> _What this task involves_:
Could you output each line below exactly as it appears, excluding any pictures?

[Data items]
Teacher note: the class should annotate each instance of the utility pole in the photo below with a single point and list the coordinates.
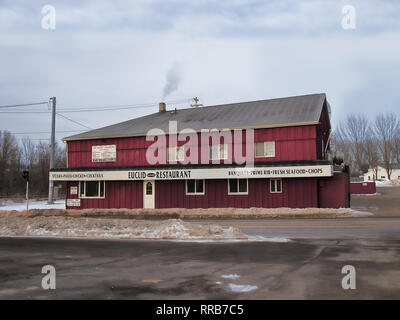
(25, 175)
(52, 146)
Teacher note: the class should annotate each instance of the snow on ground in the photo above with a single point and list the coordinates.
(33, 204)
(230, 276)
(388, 183)
(241, 288)
(69, 227)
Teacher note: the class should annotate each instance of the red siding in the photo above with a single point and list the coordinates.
(362, 188)
(296, 193)
(119, 194)
(291, 143)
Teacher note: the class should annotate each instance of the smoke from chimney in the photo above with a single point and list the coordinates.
(173, 79)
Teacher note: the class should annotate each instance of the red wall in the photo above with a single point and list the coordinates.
(297, 193)
(362, 188)
(291, 143)
(335, 192)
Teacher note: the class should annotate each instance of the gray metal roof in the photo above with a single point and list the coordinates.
(299, 110)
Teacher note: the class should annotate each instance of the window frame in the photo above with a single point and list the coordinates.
(176, 154)
(275, 185)
(95, 197)
(219, 151)
(195, 193)
(265, 155)
(238, 192)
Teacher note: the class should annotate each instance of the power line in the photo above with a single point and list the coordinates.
(45, 132)
(22, 105)
(74, 121)
(104, 108)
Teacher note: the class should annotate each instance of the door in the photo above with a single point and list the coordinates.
(148, 194)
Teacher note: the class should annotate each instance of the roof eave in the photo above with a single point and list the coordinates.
(282, 125)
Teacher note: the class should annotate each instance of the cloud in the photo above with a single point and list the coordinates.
(111, 53)
(172, 81)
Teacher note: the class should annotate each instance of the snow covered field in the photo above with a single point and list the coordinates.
(33, 204)
(171, 229)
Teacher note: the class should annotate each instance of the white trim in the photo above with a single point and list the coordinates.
(238, 193)
(98, 197)
(265, 154)
(219, 151)
(195, 193)
(312, 171)
(276, 185)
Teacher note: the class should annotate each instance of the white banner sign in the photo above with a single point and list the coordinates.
(73, 202)
(184, 174)
(104, 153)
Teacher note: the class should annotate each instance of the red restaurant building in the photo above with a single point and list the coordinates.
(288, 139)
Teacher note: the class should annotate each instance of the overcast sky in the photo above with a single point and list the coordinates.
(106, 53)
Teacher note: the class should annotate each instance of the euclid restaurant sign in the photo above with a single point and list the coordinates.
(184, 174)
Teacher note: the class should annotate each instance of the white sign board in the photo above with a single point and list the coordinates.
(73, 190)
(73, 202)
(106, 153)
(184, 174)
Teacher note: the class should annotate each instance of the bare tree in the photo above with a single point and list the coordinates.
(354, 132)
(386, 127)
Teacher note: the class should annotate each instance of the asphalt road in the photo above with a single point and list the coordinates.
(108, 269)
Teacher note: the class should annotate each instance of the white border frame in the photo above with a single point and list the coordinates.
(219, 152)
(98, 197)
(238, 193)
(176, 154)
(264, 155)
(196, 193)
(270, 181)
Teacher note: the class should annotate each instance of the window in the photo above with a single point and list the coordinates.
(176, 153)
(237, 186)
(265, 149)
(149, 188)
(194, 187)
(219, 152)
(275, 186)
(91, 189)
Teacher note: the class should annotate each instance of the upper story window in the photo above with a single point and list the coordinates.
(219, 152)
(91, 189)
(265, 149)
(237, 186)
(176, 153)
(275, 185)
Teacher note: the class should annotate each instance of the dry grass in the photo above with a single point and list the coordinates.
(178, 213)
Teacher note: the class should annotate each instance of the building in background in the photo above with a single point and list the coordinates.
(108, 167)
(381, 173)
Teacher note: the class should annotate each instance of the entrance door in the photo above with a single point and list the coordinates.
(148, 194)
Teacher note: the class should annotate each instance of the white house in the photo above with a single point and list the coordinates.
(382, 174)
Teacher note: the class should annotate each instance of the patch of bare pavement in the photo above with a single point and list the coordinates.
(104, 269)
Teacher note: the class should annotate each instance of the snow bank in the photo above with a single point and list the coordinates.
(33, 204)
(179, 213)
(172, 229)
(388, 183)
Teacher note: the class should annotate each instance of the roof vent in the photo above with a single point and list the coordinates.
(161, 107)
(196, 103)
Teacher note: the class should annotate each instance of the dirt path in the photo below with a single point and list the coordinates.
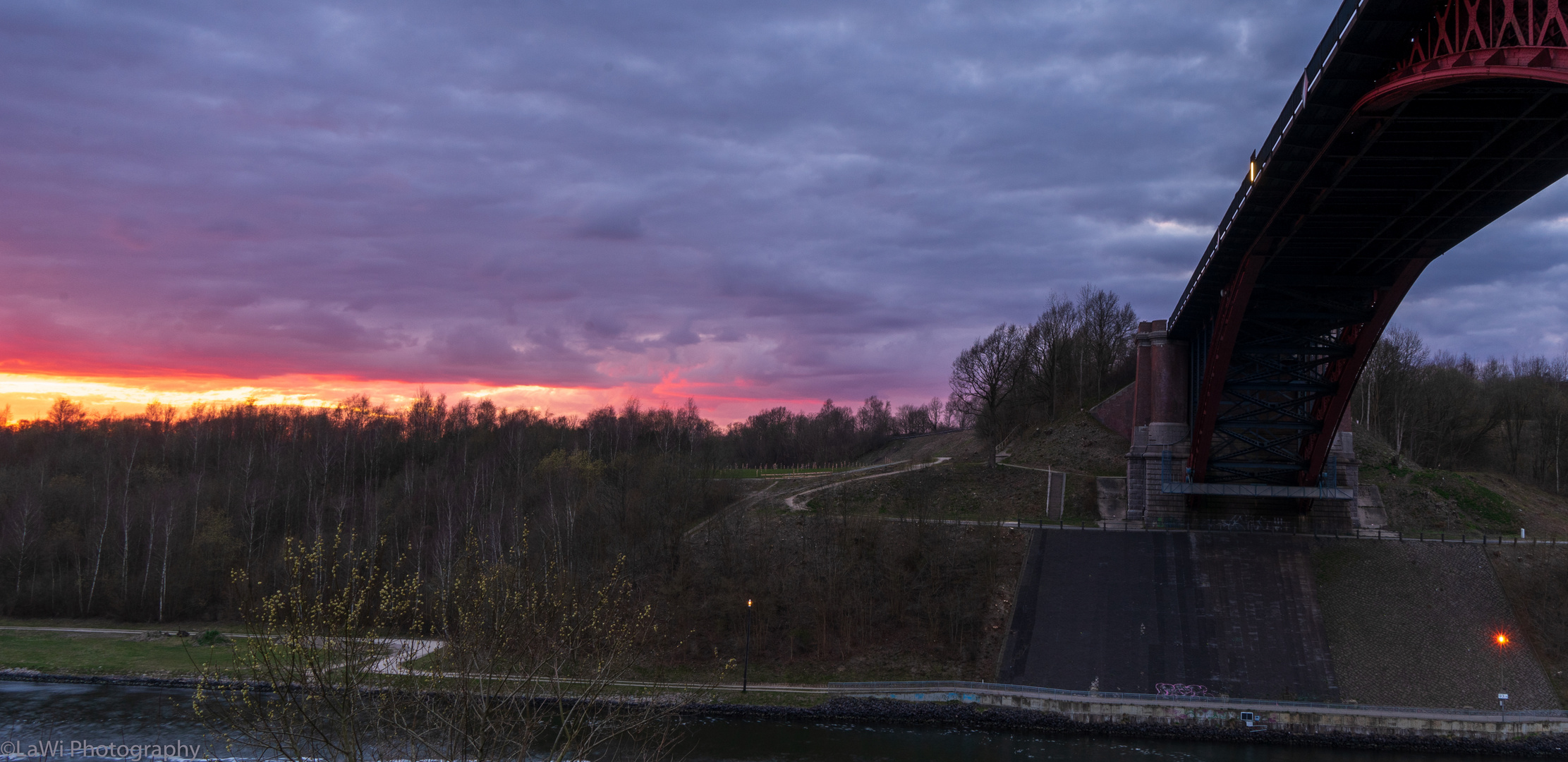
(792, 502)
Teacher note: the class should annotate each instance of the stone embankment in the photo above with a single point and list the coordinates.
(1109, 718)
(992, 708)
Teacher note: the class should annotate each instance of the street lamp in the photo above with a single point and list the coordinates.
(746, 660)
(1502, 713)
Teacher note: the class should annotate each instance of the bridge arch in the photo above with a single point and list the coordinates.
(1414, 126)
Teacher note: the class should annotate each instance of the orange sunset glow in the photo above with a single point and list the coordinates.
(30, 396)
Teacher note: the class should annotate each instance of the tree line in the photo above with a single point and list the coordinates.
(1076, 353)
(145, 516)
(1452, 411)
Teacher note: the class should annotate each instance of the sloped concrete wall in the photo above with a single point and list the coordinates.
(1126, 612)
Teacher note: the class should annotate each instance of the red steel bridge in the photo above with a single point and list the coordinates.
(1415, 124)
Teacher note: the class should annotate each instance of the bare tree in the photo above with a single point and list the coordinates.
(987, 385)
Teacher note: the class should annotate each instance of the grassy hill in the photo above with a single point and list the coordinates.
(1447, 501)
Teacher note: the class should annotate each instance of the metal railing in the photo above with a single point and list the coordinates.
(1292, 109)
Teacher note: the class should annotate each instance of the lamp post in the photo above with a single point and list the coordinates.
(746, 660)
(1502, 713)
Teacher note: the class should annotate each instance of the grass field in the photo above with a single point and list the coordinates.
(107, 654)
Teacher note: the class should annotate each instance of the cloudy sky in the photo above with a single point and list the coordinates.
(573, 202)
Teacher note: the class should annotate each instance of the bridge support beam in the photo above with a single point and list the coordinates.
(1153, 413)
(1159, 424)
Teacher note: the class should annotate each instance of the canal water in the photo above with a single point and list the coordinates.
(55, 715)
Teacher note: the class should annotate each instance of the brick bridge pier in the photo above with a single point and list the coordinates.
(1155, 413)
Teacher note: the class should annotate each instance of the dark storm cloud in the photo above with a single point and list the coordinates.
(819, 198)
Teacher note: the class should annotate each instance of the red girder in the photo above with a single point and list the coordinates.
(1487, 24)
(1346, 370)
(1227, 325)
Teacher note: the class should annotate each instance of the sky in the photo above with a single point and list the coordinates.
(578, 202)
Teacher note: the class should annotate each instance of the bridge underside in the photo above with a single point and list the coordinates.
(1416, 124)
(1351, 231)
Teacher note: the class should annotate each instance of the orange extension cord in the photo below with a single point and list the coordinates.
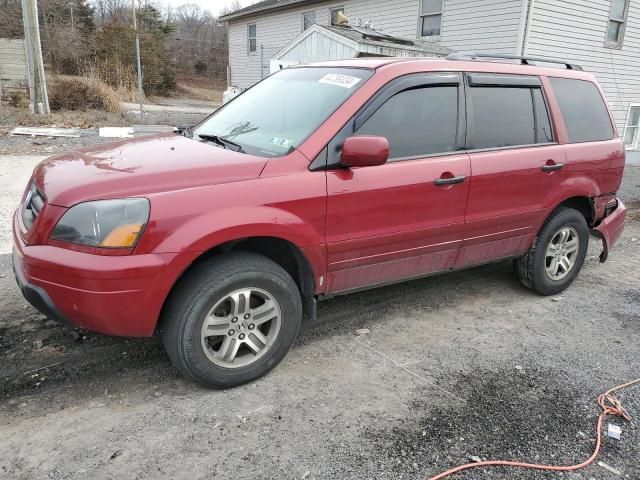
(610, 406)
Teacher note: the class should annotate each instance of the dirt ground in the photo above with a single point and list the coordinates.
(459, 365)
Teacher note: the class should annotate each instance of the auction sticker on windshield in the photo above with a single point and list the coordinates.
(346, 81)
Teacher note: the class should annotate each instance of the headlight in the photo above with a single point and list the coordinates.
(104, 223)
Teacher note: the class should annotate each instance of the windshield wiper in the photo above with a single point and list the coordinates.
(222, 142)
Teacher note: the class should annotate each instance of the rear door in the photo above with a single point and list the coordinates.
(404, 218)
(516, 162)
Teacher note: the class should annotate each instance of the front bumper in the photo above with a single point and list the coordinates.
(610, 229)
(121, 295)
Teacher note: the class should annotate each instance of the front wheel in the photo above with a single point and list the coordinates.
(557, 254)
(231, 319)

> _Solution to this problem_:
Teacher note: the class should annotate each instance of the utility pole in the photo below with a single point and list the coordinates.
(25, 175)
(52, 146)
Teacher note: the class should annotate each instance of the snow on ground in the photo above with a single point and list the coordinates.
(33, 204)
(230, 276)
(388, 183)
(241, 288)
(69, 227)
Teacher note: the class should annotate each instance of the red siding in the photo above with a single point and list the coordinates.
(362, 188)
(296, 193)
(119, 194)
(291, 143)
Teacher note: the class should annotate each instance of the smoke from chimney in the photo above with a single point and list the coordinates.
(173, 79)
Teacher note: the class should annotate each instance of the red wall in the photo above with a single point and list the coordinates.
(297, 193)
(362, 188)
(291, 143)
(335, 192)
Teacher note: the class should annotate each instance of the gray metal roof in the photo above with a single point and list the coordinates.
(299, 110)
Teacher note: the class should annotate each instance of the window frame in the photo above with a single point and list the coordinates.
(176, 154)
(275, 185)
(95, 197)
(219, 151)
(195, 193)
(265, 155)
(238, 192)
Teacher note: the class should annotate each instance of the power line in the photo above with a single point and list the coordinates.
(45, 132)
(22, 105)
(74, 121)
(104, 108)
Teacher note: the class should annotate each instance of the door in the photo above with a single point and list the coordinates.
(148, 194)
Teacher note: the class should annotate each instance of the roof eave in the photo above with a single point and list the coordinates.
(282, 125)
Teacher note: the class should annotate each instance of the cloud in the photo above with a single point and list the coordinates.
(111, 53)
(172, 81)
Teacher note: the class should annotate each instance of the snow covered field in the photo above with a single point and list the coordinates.
(33, 204)
(171, 229)
Teacher note: the class should annotate each instance of the white trim in the photo above with a single point and list the coordinates.
(238, 193)
(98, 197)
(265, 154)
(219, 151)
(195, 193)
(312, 171)
(276, 185)
Teacher note: the class should annotate each instance of the white banner sign in the photo above with a single point and list the coordinates.
(73, 202)
(184, 174)
(104, 153)
Teacher note: the class should annotate each instance of the red restaurant building in the photo above with a single point and list the coordinates.
(288, 139)
Teacher note: the class should annotate each instance of the overcast sky in the photo above with a single point and list the coordinates.
(106, 53)
Teacher note: the class should annotate each instance of the euclid restaurant sign in the photo above with a single point and list the coordinates.
(184, 174)
Teacher note: the class should annotate each instance of the white sign board in the photo above with a single point and list the coordinates.
(73, 190)
(73, 202)
(106, 153)
(184, 174)
Teacher note: the class should annotate each instance of the bare tree in the photo above with a single point and list the coordinates.
(354, 132)
(386, 127)
Teacher note: the class should annotate each instance of the asphalt road in the photo above with a single point and list the coordinates.
(108, 269)
Teacher note: the class should annotate each instance of the white border frame in the photo above with a single point and list the coordinates.
(219, 152)
(98, 197)
(238, 193)
(176, 154)
(264, 155)
(196, 193)
(270, 181)
Teacher note: the class should annotate each instance of the window in the photo above with a single point and list the coordinates.
(176, 153)
(237, 186)
(265, 149)
(149, 188)
(194, 187)
(219, 152)
(275, 186)
(91, 189)
Teacher note: the class should annotate each instance of the upper story window in the photo above with a single point and list the coordinates.
(219, 152)
(91, 189)
(265, 149)
(237, 186)
(176, 153)
(275, 185)
Teacher note: the class should annotate each instance of the dry grass in the photo above with a single point and list the coordinates.
(178, 213)
Teacher note: the class should annotate each instance of the building in background in the photo above with a single point and list the coordinates.
(108, 167)
(381, 173)
Teacher note: the class should annotate each instance of the entrance door in the photo above with a single point and list the coordinates.
(148, 194)
Teacher note: the class should annotate each instance of the white house in the photo above with a single point and list the coordinates.
(382, 174)
Teacher note: the class should annotate each instance of the patch of bare pavement in the photo above with a single point and list the coordinates.
(104, 269)
Teacher note: the class should annotate each instance of the snow bank in the photo above with a single point and list the coordinates.
(33, 204)
(179, 213)
(172, 229)
(388, 183)
Teacher note: the class should annotate each instance of the roof vent in the photo above with a single point and list the coordinates.
(161, 107)
(196, 103)
Teacher note: the class should annotate each instance of the dirt path in the photo below with a single point and list the coordinates.
(792, 502)
Teacher note: the class should annotate each instance of the stone embankment in the photo above with a single point and list the coordinates.
(1109, 718)
(992, 708)
Teacher note: the class should annotate each instance of the street lamp in the photo above with a single point and list the coordinates.
(746, 660)
(1502, 713)
Teacher note: the class should annotate each instance of the bridge arch in the photo above with a single point and list the coordinates.
(1414, 126)
Teacher note: the class should annotate each instance of the orange sunset glow in the photo above with a single point and list the coordinates.
(30, 396)
Teacher note: the class should annotate each instance of the tree line in the photo above with a single point and list the coordinates.
(1076, 353)
(145, 516)
(1452, 411)
Teacher note: the class should annotate each instance of the sloped concrete wall in the photo above with a single point and list the coordinates.
(1126, 612)
Teacher note: the class should annotate each instance of the red steel bridge in the photo above with a single point and list the coordinates.
(1415, 124)
Teacher note: the class should annotate each instance of the bare tree in the photo above with a single point and list the coordinates.
(987, 385)
Teacher note: the class should annotate each instance of the grassy hill in the photo above with a single point and list the coordinates.
(1447, 501)
Teacher note: the class should annotate each instance of the metal railing in the photo above with a single point and list the coordinates.
(1292, 109)
Teacher note: the class should annotate each instance of the lamp post in the photo above with a single point and list the coordinates.
(746, 660)
(1502, 713)
Teacher note: the class should annotate each instance of the grass field in the photo above with a single point and list the coordinates.
(107, 654)
Teacher note: the class should annotate each instance of the cloudy sky in the photo above with a single point and list the coordinates.
(573, 202)
Teacher note: the class should annotate each instance of the bridge support beam in the photo above with a single point and list the coordinates.
(1153, 413)
(1159, 424)
Teacher note: the class should annotate each instance of the canal water in the photo above with a single point and list the coordinates.
(55, 715)
Teacher note: the class should annotate each instance of the brick bridge pier in the photo above with a single point and list the coordinates.
(1155, 413)
Teacher note: the class should annotate each instance of the dark storm cloud in the photo above with a single point and list the coordinates.
(819, 198)
Teacher note: the class should annotate each instance of the red girder in the photo above with a single point and list the coordinates.
(1487, 24)
(1346, 370)
(1227, 325)
Teacher note: the class should annotate each instance of the sky in the photo above with a single point and list the coordinates.
(578, 202)
Teacher note: the class should annotate each instance of the bridge underside in the photo above with a single point and list the coordinates.
(1416, 124)
(1351, 231)
Teacher note: the class should annotate each instance of the orange extension cord in the photo below with a single point and list the coordinates.
(610, 406)
Teacher note: the class should annotate each instance of the dirt ground in the photo above with a single point and list the coordinates.
(459, 365)
Teacher note: the class should annotate each instance of the auction sticker on windshield in the photo above with a single point and list the coordinates.
(346, 81)
Teacher note: the class should annotate each instance of the headlight in the photo above with a single point and list the coordinates.
(104, 223)
Teacher note: the class should annotate each instance of the windshield wiper in the photo above with a single point and list the coordinates.
(222, 142)
Teacher note: the class should annotate each instance of the rear door in the photo above with a single point and list the coordinates.
(404, 218)
(516, 162)
Teacher note: the class should annotate each instance of the front bumper in the photo above with a single point and list the coordinates.
(610, 229)
(121, 295)
Teacher note: the class should annotate each instance of the front wheel in the photo above with a single point and list the coordinates.
(557, 254)
(231, 319)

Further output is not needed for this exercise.